Input material Block Start

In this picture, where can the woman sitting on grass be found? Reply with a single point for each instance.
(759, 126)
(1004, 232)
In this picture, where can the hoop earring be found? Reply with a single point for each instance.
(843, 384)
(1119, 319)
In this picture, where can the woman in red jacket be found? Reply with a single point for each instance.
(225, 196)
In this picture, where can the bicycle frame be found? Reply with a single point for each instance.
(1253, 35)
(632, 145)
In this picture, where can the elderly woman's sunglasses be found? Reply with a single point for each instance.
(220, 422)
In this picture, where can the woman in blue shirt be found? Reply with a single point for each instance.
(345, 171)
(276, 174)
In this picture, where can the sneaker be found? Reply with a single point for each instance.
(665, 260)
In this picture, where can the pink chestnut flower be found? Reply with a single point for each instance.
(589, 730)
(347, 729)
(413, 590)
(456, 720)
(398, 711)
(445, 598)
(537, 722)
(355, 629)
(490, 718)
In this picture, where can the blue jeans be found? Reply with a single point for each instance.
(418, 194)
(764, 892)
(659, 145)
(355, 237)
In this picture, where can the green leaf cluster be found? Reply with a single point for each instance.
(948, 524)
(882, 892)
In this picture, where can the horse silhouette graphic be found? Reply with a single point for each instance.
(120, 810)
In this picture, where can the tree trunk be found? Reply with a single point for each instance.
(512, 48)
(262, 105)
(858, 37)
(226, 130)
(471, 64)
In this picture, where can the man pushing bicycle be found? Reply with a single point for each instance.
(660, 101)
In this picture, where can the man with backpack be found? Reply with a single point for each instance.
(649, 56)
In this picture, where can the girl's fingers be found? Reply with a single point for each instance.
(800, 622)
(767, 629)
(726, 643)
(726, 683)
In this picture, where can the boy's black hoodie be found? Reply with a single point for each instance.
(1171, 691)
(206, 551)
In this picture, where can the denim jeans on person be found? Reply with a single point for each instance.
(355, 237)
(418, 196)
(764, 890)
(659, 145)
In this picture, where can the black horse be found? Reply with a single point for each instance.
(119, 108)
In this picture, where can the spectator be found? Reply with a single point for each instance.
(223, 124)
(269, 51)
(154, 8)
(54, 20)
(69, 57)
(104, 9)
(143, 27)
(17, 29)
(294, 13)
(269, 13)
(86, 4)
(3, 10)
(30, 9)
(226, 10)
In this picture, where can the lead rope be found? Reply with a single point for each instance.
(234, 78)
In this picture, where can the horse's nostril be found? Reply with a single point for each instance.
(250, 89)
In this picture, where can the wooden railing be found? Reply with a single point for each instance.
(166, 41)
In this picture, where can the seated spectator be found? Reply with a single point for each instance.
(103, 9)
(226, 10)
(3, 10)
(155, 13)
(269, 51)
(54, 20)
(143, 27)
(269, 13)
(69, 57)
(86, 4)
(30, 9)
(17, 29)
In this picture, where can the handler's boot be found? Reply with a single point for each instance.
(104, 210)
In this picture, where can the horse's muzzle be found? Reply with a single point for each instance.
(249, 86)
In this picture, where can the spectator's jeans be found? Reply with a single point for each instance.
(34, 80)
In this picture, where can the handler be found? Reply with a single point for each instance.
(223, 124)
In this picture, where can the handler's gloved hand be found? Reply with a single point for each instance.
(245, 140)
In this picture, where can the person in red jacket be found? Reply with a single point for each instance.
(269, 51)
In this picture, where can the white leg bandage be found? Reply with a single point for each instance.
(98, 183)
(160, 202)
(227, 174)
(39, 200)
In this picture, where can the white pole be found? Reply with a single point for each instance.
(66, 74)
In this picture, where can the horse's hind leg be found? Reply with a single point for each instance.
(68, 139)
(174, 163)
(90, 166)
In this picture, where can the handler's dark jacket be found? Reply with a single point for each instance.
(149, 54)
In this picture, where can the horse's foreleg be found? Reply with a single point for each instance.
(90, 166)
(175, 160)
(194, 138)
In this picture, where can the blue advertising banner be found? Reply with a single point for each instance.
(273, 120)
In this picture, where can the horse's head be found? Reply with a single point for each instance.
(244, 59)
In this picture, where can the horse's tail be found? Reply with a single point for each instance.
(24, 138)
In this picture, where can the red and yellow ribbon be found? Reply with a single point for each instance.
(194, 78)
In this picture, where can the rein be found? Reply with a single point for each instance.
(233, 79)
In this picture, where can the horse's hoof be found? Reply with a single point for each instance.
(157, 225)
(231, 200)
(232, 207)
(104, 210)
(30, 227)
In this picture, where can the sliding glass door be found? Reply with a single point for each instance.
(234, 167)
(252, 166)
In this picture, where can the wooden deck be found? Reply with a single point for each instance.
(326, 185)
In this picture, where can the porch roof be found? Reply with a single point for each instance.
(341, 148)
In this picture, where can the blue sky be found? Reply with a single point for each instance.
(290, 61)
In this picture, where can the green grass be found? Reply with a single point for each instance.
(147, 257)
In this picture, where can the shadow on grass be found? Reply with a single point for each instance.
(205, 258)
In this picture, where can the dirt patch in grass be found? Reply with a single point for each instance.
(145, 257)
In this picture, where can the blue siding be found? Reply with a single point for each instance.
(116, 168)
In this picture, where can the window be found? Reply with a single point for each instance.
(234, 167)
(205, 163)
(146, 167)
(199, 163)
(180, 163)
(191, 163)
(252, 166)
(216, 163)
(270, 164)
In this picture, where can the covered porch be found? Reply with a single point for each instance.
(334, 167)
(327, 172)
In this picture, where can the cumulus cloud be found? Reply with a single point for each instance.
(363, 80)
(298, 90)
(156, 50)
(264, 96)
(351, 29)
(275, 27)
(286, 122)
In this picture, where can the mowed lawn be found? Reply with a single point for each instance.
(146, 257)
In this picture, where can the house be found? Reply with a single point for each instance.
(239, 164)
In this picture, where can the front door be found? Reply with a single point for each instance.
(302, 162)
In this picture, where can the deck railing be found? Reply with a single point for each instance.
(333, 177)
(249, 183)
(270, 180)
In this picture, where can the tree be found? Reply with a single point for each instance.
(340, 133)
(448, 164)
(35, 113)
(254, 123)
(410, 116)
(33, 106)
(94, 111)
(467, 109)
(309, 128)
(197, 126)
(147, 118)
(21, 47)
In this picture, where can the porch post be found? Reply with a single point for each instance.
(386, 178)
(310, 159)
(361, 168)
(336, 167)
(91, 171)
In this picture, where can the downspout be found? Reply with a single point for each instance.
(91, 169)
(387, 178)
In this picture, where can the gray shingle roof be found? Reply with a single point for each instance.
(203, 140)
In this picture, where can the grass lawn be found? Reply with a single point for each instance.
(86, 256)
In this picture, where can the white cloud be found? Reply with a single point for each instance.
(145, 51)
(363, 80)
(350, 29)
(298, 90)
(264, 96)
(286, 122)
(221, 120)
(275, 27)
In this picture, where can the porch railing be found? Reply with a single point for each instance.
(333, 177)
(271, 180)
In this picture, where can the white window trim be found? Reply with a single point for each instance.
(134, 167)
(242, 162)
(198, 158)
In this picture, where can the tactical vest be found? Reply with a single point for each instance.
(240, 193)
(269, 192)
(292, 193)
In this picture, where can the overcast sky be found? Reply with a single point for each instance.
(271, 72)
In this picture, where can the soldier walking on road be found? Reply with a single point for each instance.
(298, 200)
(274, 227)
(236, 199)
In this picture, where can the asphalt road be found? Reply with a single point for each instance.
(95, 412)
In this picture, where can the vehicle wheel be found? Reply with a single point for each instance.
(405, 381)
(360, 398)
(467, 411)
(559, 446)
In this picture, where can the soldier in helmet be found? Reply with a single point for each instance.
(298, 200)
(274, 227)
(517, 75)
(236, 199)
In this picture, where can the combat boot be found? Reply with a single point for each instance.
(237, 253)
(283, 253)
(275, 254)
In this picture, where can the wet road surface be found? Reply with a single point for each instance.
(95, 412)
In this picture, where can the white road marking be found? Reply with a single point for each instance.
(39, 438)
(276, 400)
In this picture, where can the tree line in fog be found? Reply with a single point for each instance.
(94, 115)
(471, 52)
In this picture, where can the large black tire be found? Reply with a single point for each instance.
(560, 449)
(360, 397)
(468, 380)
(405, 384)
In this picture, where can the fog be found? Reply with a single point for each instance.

Input material Block End

Respond with the exact lines running from the one that contains "In this picture, where can the overcast" through the last line of the data above, and no other lines.

In this picture, where can the overcast sky be found? Reply with a single point for each instance.
(271, 72)
In this picture, where can the soldier walking on road be found? Reply with a single point for each instance.
(298, 200)
(274, 227)
(236, 199)
In this picture, where can the asphalt road be found? Reply with a single point for each instance.
(95, 412)
In this picture, where can the vehicle wheel be found? Reply with a single point for each instance.
(405, 381)
(360, 398)
(467, 411)
(559, 446)
In this picture, where can the soldier in helmet be found? Reply with a single point for each instance.
(298, 200)
(274, 227)
(517, 75)
(236, 199)
In this picture, where can the combat boot be found? Reply with a single point for each instance.
(237, 253)
(283, 253)
(275, 254)
In this picture, where can the wet road surface be found? Reply with a single point for each instance.
(95, 412)
In this picture, where can the white road marking be found? Reply with a single point for each instance.
(39, 438)
(276, 400)
In this picture, where can the tree line in fog be found? Reply with a single point for each instance.
(94, 115)
(471, 52)
In this picture, where can the large black tire be found? Reply with a single point for each instance.
(560, 449)
(360, 397)
(468, 380)
(405, 384)
In this picture, where can the fog be found? Reply with a single point for each instance.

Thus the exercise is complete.